#### REQUIRED ACTION
A verbatim repeat of the records beneath this line is needed.

Start of EXCERPTED RECORDS

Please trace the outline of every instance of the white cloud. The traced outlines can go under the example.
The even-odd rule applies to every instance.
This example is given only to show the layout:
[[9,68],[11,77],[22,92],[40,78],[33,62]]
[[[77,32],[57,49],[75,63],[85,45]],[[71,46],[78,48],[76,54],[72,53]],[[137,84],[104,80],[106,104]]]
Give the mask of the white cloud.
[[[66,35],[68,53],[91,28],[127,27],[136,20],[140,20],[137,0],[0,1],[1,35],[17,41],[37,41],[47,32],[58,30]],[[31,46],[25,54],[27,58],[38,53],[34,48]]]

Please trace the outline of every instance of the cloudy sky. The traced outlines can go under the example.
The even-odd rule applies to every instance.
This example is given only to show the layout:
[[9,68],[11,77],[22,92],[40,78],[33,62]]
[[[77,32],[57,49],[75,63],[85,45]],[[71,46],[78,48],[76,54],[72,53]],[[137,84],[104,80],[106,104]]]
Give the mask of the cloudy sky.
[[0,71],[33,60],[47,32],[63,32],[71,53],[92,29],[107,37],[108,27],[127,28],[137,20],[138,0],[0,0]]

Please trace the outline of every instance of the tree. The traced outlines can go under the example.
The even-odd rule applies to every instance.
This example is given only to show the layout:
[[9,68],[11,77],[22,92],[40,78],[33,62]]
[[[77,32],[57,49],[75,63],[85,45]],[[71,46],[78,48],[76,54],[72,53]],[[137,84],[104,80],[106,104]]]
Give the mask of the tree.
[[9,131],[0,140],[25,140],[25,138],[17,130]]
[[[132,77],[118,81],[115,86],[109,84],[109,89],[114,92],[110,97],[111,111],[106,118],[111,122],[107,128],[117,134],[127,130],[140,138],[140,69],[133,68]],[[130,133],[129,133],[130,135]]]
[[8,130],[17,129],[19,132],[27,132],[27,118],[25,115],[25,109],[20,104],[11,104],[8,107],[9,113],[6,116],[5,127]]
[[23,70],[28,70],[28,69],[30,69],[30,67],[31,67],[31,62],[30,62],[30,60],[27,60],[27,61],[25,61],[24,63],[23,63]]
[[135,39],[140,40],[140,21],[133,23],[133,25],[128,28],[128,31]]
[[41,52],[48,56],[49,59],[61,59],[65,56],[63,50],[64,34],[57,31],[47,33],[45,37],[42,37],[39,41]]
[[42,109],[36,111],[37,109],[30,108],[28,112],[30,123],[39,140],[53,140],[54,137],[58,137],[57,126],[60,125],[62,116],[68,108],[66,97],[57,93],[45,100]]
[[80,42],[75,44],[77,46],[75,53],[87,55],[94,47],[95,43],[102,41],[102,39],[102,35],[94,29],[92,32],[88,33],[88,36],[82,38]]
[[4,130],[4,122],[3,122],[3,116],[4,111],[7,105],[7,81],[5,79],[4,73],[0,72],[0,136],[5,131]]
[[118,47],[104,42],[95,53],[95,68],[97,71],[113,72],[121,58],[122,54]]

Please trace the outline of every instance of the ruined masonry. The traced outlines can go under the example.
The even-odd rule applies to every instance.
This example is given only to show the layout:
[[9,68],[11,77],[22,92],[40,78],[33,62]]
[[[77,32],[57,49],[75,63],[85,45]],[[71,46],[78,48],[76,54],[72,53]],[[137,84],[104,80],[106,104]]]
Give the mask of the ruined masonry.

End of EXCERPTED RECORDS

#### TASK ANSWER
Please trace the outline of every instance of the white cloud. The traced outlines can go under the example.
The even-odd rule applies to every instance.
This example is given only to show the layout:
[[9,68],[11,77],[22,92],[40,78],[33,62]]
[[[77,32],[57,49],[75,63],[85,45]],[[71,46],[78,48],[76,54],[72,53]],[[137,84],[104,80],[106,104]]]
Give the mask of the white cloud.
[[[66,35],[68,53],[91,28],[127,27],[136,20],[140,20],[137,0],[0,1],[1,35],[17,41],[37,41],[47,32],[58,30]],[[31,46],[25,54],[27,58],[38,53],[34,48]]]

Please trace the outline of every instance of the cloudy sky. The traced outlines can go under the example.
The even-odd rule applies to every instance.
This example is given only to show the layout:
[[9,68],[11,77],[22,92],[40,78],[33,62]]
[[[77,32],[57,49],[75,63],[85,45]],[[71,46],[78,48],[76,54],[72,53]],[[137,84],[104,80],[106,104]]]
Give the mask of the cloudy sky.
[[0,71],[33,60],[47,32],[63,32],[71,53],[92,29],[107,37],[108,27],[127,28],[137,20],[138,0],[0,0]]

Please trace the outline of every instance of the tree. The traced outlines can go under the example.
The even-odd rule applies to every instance.
This example is given only to show the layout:
[[9,68],[11,77],[22,92],[40,78],[33,62]]
[[[77,32],[57,49],[75,63],[85,45]],[[71,46],[78,48],[76,54],[72,53]],[[137,84],[104,80],[106,104]]]
Give the mask of the tree.
[[9,131],[0,140],[25,140],[25,138],[17,130]]
[[[132,77],[118,81],[115,86],[109,84],[109,89],[114,92],[110,97],[111,111],[106,118],[111,122],[107,128],[117,134],[127,130],[140,138],[140,69],[133,68]],[[130,133],[129,133],[130,135]]]
[[8,130],[17,129],[19,132],[27,132],[27,118],[25,115],[25,109],[20,104],[11,104],[8,107],[9,113],[6,116],[5,127]]
[[23,70],[28,70],[28,69],[30,69],[30,67],[31,67],[31,62],[30,62],[30,60],[27,60],[27,61],[25,61],[24,63],[23,63]]
[[135,39],[140,40],[140,21],[133,23],[133,25],[128,28],[128,31]]
[[41,52],[48,56],[49,59],[61,59],[65,56],[63,50],[64,34],[57,31],[47,33],[45,37],[42,37],[39,41]]
[[42,109],[36,111],[37,109],[30,108],[28,112],[30,123],[39,140],[53,140],[54,137],[58,137],[57,126],[60,125],[62,116],[68,108],[66,97],[57,93],[45,100]]
[[80,42],[75,44],[77,46],[75,53],[87,55],[94,47],[95,43],[102,41],[102,39],[102,35],[94,29],[92,32],[88,33],[88,36],[82,38]]
[[4,130],[4,122],[3,122],[3,116],[4,111],[7,105],[7,81],[5,79],[4,73],[0,72],[0,136],[5,131]]
[[118,47],[104,42],[95,53],[95,68],[97,71],[113,72],[121,58],[122,54]]

Please trace the outline of every instance of the ruined masonry. The traced outlines can go under the example.
The even-odd rule applies to every instance.
This example is given only to show the layout:
[[9,68],[11,77],[22,92],[40,78],[33,62]]
[[[77,32],[57,49],[75,63],[85,45]],[[71,46],[78,48],[76,54],[72,53]],[[137,84],[104,80],[106,104]]]
Give the mask of the ruined masonry.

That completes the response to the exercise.